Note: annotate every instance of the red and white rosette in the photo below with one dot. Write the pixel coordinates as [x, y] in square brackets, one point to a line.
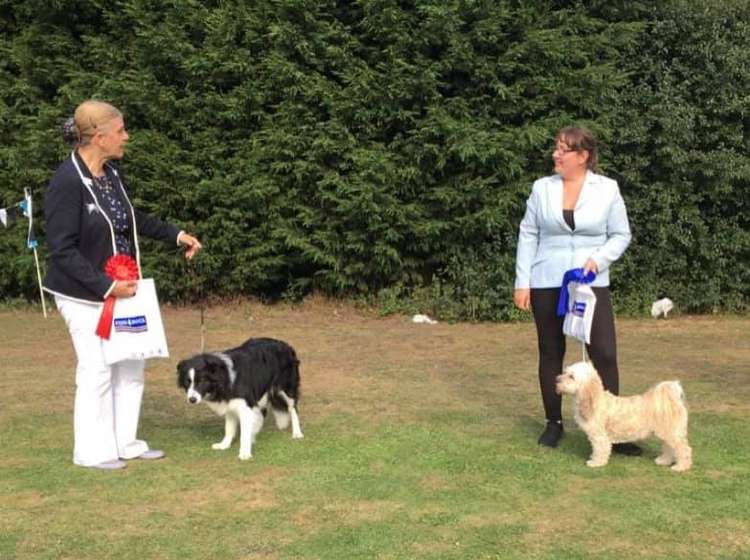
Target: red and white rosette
[118, 267]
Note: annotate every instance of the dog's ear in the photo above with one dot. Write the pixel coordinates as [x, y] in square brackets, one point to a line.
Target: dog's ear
[586, 396]
[215, 367]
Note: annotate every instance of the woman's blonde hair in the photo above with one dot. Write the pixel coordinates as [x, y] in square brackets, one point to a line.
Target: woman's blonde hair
[578, 138]
[91, 116]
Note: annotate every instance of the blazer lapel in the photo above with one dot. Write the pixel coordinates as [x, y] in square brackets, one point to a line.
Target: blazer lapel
[587, 190]
[555, 201]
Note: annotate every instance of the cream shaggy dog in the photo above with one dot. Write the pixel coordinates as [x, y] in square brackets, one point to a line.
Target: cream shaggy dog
[608, 419]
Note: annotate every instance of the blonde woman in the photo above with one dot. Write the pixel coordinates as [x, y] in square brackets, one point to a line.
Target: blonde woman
[89, 218]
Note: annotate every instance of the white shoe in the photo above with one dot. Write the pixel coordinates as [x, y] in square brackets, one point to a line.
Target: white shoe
[110, 465]
[151, 455]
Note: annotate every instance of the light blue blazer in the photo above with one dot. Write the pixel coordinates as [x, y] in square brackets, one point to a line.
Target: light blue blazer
[547, 247]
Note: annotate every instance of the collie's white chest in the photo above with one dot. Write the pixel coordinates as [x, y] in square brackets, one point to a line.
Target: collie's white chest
[219, 408]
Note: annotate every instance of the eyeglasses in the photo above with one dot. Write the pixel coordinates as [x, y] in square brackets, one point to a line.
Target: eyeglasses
[563, 150]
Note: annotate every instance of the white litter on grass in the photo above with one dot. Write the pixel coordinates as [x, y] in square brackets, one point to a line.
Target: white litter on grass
[661, 307]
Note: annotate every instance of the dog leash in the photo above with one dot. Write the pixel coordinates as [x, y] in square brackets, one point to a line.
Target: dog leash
[196, 287]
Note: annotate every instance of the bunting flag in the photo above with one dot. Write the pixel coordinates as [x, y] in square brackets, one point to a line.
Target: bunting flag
[27, 209]
[10, 215]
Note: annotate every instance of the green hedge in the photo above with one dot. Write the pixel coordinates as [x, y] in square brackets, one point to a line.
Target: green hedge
[386, 148]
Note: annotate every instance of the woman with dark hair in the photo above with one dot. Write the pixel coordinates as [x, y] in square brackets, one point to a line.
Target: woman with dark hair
[89, 219]
[575, 218]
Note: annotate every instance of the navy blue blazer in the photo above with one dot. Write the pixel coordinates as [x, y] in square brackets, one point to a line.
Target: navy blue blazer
[80, 236]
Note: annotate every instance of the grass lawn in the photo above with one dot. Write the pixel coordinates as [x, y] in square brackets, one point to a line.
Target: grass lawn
[420, 442]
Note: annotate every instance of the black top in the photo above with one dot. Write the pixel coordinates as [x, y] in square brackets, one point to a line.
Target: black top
[114, 206]
[568, 217]
[79, 237]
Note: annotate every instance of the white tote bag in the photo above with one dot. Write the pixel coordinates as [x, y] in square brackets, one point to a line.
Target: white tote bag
[137, 329]
[580, 313]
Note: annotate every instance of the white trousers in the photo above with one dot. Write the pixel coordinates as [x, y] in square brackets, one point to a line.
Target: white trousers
[108, 398]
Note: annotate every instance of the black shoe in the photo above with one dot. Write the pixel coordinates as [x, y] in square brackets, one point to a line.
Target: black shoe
[627, 449]
[551, 435]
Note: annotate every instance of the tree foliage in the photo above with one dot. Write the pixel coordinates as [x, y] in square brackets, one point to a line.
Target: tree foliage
[375, 145]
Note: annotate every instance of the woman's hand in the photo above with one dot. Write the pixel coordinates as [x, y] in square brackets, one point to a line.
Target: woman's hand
[124, 288]
[522, 298]
[192, 244]
[590, 266]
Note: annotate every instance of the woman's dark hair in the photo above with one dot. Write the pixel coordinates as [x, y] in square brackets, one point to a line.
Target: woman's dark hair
[578, 138]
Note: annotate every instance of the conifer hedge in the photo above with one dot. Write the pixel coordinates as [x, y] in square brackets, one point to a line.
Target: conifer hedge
[386, 148]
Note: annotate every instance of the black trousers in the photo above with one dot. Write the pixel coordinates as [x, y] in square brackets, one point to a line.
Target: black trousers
[602, 350]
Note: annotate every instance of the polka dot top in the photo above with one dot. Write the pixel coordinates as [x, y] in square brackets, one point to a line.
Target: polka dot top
[113, 205]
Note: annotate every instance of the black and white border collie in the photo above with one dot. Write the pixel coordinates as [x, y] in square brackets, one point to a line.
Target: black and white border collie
[241, 383]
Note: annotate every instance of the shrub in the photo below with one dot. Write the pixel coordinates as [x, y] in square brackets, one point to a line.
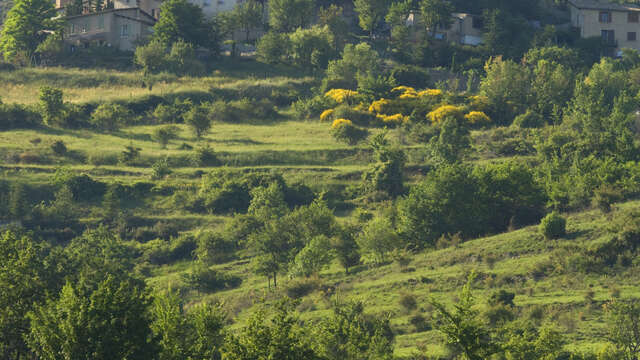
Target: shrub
[83, 187]
[172, 113]
[204, 156]
[394, 120]
[213, 248]
[357, 116]
[312, 47]
[164, 134]
[477, 118]
[502, 297]
[341, 96]
[344, 130]
[327, 115]
[160, 169]
[438, 115]
[311, 107]
[604, 196]
[18, 116]
[377, 240]
[151, 57]
[408, 301]
[272, 47]
[205, 279]
[420, 323]
[199, 120]
[553, 226]
[52, 105]
[409, 75]
[129, 154]
[301, 287]
[182, 59]
[59, 148]
[529, 119]
[110, 116]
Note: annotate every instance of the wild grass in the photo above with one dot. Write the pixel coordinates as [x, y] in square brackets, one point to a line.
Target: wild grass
[98, 85]
[440, 274]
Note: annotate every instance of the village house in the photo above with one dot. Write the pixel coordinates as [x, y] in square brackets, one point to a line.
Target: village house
[465, 29]
[618, 25]
[121, 25]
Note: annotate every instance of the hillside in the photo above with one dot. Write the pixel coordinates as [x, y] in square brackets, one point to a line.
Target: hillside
[305, 180]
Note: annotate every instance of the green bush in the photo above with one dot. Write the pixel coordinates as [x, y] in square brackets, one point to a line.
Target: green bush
[59, 148]
[553, 226]
[305, 109]
[16, 116]
[605, 196]
[529, 119]
[273, 47]
[312, 47]
[204, 156]
[164, 134]
[358, 117]
[111, 116]
[160, 169]
[301, 287]
[413, 76]
[199, 120]
[349, 133]
[205, 279]
[213, 248]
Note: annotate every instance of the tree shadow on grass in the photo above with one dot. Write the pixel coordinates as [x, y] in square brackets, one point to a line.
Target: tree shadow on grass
[576, 234]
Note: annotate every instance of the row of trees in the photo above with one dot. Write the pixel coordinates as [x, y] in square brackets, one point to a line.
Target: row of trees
[82, 302]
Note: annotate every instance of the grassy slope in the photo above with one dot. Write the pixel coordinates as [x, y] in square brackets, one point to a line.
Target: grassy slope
[299, 151]
[439, 274]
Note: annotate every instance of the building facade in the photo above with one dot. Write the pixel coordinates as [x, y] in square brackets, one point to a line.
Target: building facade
[465, 29]
[618, 25]
[121, 26]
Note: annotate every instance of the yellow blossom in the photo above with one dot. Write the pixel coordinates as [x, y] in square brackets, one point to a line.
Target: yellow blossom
[396, 119]
[443, 112]
[378, 106]
[326, 114]
[341, 95]
[430, 92]
[477, 117]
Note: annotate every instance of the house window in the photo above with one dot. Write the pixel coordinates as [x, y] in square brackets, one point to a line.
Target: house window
[477, 23]
[608, 37]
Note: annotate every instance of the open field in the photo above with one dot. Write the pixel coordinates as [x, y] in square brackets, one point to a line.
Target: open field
[305, 152]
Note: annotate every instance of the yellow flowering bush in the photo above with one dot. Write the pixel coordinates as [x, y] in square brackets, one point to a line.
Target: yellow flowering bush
[379, 106]
[397, 119]
[326, 114]
[477, 118]
[409, 95]
[341, 95]
[361, 107]
[430, 92]
[405, 92]
[443, 112]
[340, 122]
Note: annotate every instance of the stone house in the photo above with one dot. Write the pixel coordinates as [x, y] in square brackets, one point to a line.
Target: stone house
[121, 26]
[618, 25]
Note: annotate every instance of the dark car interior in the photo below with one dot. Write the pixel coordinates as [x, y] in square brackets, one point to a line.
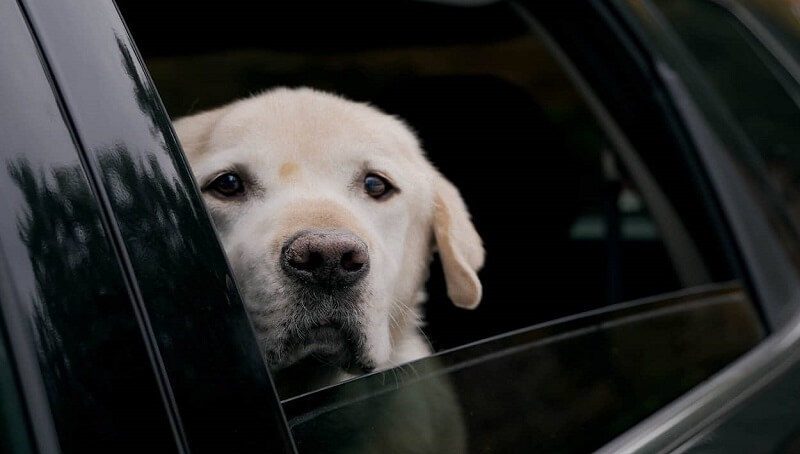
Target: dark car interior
==================================================
**Your task**: Pull every line holding "below" out of the records.

**Solution to this task**:
Note: annotate every instance of the red and white rosette in the photo below with one dot. Write the pixel coordinates as [x, y] in square brackets, one point to a line.
Note: annotate every instance of the shrub in the photo below with one dot. Write the pixel coordinates as [x, y] in square brackets, one point to a line.
Note: annotate every instance of the dark car interior in the photo below with one dot. Write the pixel coordinates as [x, y] in square brackets, one point to a line.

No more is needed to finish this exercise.